# TEXT PASSAGE:
--- START ---

Four cross-sectional studies evaluated the association between TIR and DR.12 19 20 22 One study used Medtronic CGM over 72 hours,12 while three studies used the FLP-CGM device to collect 14 days of data.19 20 22 One study used FLP-CGM data over the middle 8-day period, excluding the first 2 days and the last 4 days.20 The average prevalence of DR was 27.4% (range: 22.2%–30.1%). One study categorized participants into three groups based on glycemic profile (‘TIR profile’, ‘hypo profile’, and ‘hyper profile’) and showed higher odds of proliferative DR (‘hypo profile’: OR=2.84, 95% CI 1.65 to 4.88; ‘hyper profile’: OR=1.39, 95% CI 0.78 to 2.45) as well as non-proliferative DR (‘hypo profile’: OR=1.44, 95% CI 1.20 to 1.73; ‘hyper profile’: OR=1.33, 95% CI 1.11 to 1.58) compared with ‘TIR profile’.19 Two studies found a statistically significant association between a 10% increase in TIR and reduction in severity of DR,12 20 while no significant association between TIR and DR was found in the study by Kuroda et al.22 In both these studies, higher A1c was found to be associated with increased severity of DR (p<0.01),12 20 while the relationship between A1c and DR was not assessed in the other two studies.19 22

In summary, a 10% increase in TIR is associated with reduction in severity of DR and higher time spent in target range is associated with decrease in severity of DR. In addition, CGM-derived TIR was found to be similar to A1c in predicting DR among patients with T2DM.

--- END ---

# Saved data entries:

--- START ---

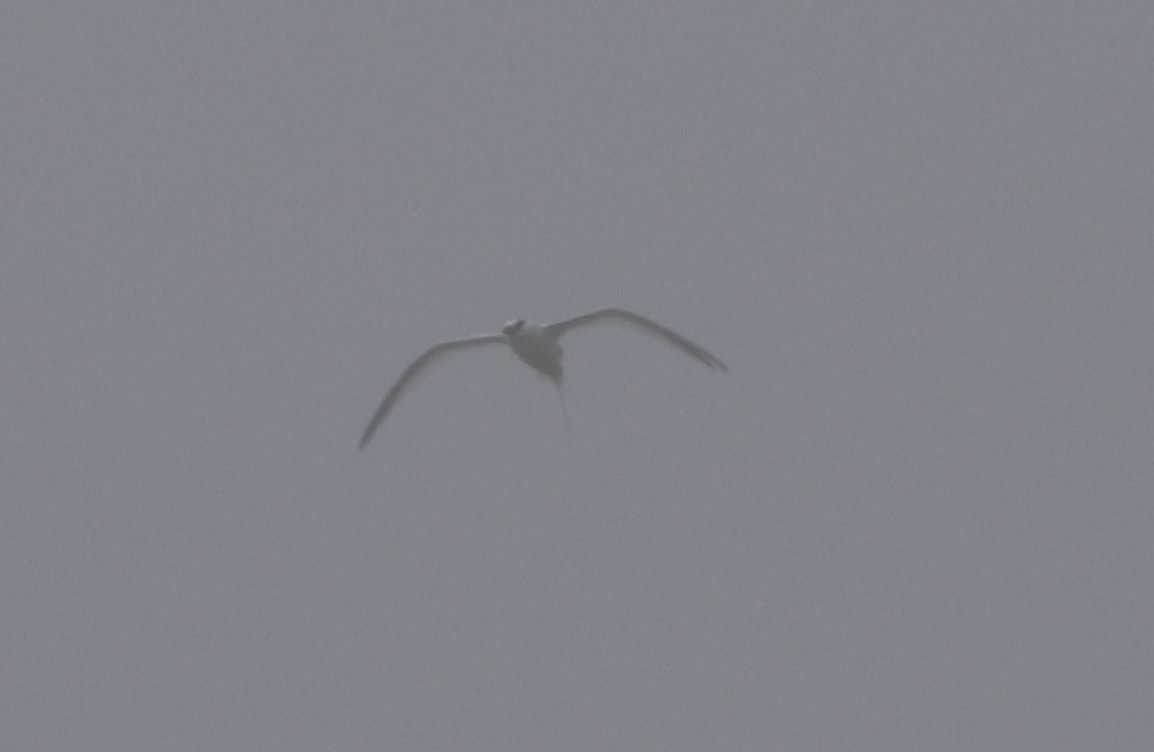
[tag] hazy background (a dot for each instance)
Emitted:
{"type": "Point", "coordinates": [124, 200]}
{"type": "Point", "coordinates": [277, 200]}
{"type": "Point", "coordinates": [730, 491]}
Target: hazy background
{"type": "Point", "coordinates": [915, 516]}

--- END ---

# DIRECTIONS:
(1) According to the passage on TIR and diabetic retinopathy, what was the average prevalence of DR across the studies?
(2) Transcribe the part of the passage on TIR and diabetic retinopathy starting with "In summary, a" and going on through "patients with T2DM.".
The listing has no part in this work.

# SOLUTIONS FOR EACH TASK:
(1) 27.4% (range: 22.2%–30.1%).

(2)
In summary, a 10% increase in TIR is associated with reduction in severity of DR and higher time spent in target range is associated with decrease in severity of DR. In addition, CGM-derived TIR was found to be similar to A1c in predicting DR among patients with T2DM.